-- EXERCISE PROMPT --
Reproduce each of the lines word for word.

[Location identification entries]
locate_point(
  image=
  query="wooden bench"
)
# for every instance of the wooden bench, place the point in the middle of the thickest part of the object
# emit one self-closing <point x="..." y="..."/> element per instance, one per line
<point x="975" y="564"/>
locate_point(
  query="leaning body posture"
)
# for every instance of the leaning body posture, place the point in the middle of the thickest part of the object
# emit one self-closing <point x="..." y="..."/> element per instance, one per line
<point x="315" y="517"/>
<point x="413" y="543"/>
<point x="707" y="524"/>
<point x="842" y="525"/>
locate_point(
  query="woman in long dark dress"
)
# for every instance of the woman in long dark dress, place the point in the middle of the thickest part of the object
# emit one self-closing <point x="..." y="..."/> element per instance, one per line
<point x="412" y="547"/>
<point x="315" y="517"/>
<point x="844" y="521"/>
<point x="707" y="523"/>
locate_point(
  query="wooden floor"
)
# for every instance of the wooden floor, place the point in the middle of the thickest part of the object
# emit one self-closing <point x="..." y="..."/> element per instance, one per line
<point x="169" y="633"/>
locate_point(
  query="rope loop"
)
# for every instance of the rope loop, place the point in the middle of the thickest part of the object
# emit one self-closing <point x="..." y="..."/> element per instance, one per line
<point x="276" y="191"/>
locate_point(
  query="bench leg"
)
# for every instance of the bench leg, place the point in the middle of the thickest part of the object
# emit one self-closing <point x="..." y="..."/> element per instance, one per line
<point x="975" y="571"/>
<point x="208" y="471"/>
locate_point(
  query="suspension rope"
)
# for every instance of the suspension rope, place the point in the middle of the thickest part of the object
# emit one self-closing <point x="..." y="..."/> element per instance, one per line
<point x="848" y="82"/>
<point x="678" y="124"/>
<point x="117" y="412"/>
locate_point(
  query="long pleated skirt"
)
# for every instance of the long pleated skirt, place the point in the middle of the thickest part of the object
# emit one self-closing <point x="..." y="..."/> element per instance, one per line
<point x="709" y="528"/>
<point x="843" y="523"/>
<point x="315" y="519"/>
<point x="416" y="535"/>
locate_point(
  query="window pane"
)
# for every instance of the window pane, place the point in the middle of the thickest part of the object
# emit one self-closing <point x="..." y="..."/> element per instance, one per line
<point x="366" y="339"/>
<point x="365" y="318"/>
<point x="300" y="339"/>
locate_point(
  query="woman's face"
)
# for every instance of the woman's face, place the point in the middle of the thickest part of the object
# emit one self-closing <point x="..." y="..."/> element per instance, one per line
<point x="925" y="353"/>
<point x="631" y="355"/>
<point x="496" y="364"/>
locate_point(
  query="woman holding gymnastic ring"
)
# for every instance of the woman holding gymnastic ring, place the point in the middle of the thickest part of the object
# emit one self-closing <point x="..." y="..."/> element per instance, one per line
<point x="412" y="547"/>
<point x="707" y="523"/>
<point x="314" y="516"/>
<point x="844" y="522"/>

-- FULL RESPONSE --
locate_point(
  image=
  query="wooden bench"
)
# for every instance of the wooden bench, place the point in the middle of the thickest part of the object
# emit one self-closing <point x="..." y="..."/> element per instance, one per line
<point x="975" y="564"/>
locate_point(
  query="leaning body posture"
)
# for every instance of the leaning body posture, place the point in the middle of the thickest part of the object
# emit one self-closing <point x="..." y="..."/> element per instance, one per line
<point x="315" y="517"/>
<point x="413" y="543"/>
<point x="707" y="524"/>
<point x="842" y="525"/>
locate_point(
  query="woman in long dark dress"
)
# for every instance of the woman in long dark dress, place the point in the middle of the thickest part of the object
# emit one self-closing <point x="..." y="..."/> element per instance, one per line
<point x="412" y="547"/>
<point x="315" y="517"/>
<point x="844" y="521"/>
<point x="707" y="523"/>
locate_point(
  query="wooden floor"
)
# for every instance of the wooden floor, place the point in the middle of the thickest part of the object
# emit one self-closing <point x="..." y="..."/> element per instance, one per line
<point x="169" y="633"/>
locate_point(
  query="rope loop"
)
# for every instance of the rope loop, place the point in the middle of the thickest part of the object
# emit one self-closing <point x="..." y="..."/> element per instance, one per line
<point x="276" y="191"/>
locate_point(
  query="bench leg"
)
# for every instance of the bench leg, place the point in the middle of the thickest part of the object
# emit one self-closing <point x="..." y="..."/> element per instance, one per line
<point x="975" y="571"/>
<point x="208" y="471"/>
locate_point(
  query="suspension rope"
)
# for every instance of the suspension rope, place the point in the middle of the thickest part of the object
# emit one self-closing <point x="..." y="..."/> element per instance, one per line
<point x="848" y="82"/>
<point x="678" y="124"/>
<point x="117" y="412"/>
locate_point(
  query="long pleated skirt"
)
# for every instance of the long pleated skirt, place the point in the middle of the thickest part of the object
# emit one self-closing <point x="..." y="..."/> element per instance, one per line
<point x="709" y="528"/>
<point x="843" y="523"/>
<point x="315" y="519"/>
<point x="416" y="535"/>
locate_point(
  query="window pane"
)
# for every instance of the window pane, place the point in the middle of the thickest part of the object
# emit one self-closing <point x="..." y="..."/> element per instance, one per line
<point x="366" y="339"/>
<point x="365" y="318"/>
<point x="300" y="339"/>
locate_point(
  query="woman's face"
)
# for every instance of the woman's face, place the point in the middle of the thickest part of the object
# emit one self-closing <point x="..." y="..."/> element per instance, one per line
<point x="925" y="353"/>
<point x="631" y="355"/>
<point x="496" y="364"/>
locate_point(
  query="woman holding gymnastic ring"
)
# for every instance of the woman holding gymnastic ring, place the point in the middle of the thickest part of the object
# emit one self-closing <point x="..." y="..."/> element per instance, one per line
<point x="412" y="547"/>
<point x="707" y="523"/>
<point x="314" y="516"/>
<point x="844" y="522"/>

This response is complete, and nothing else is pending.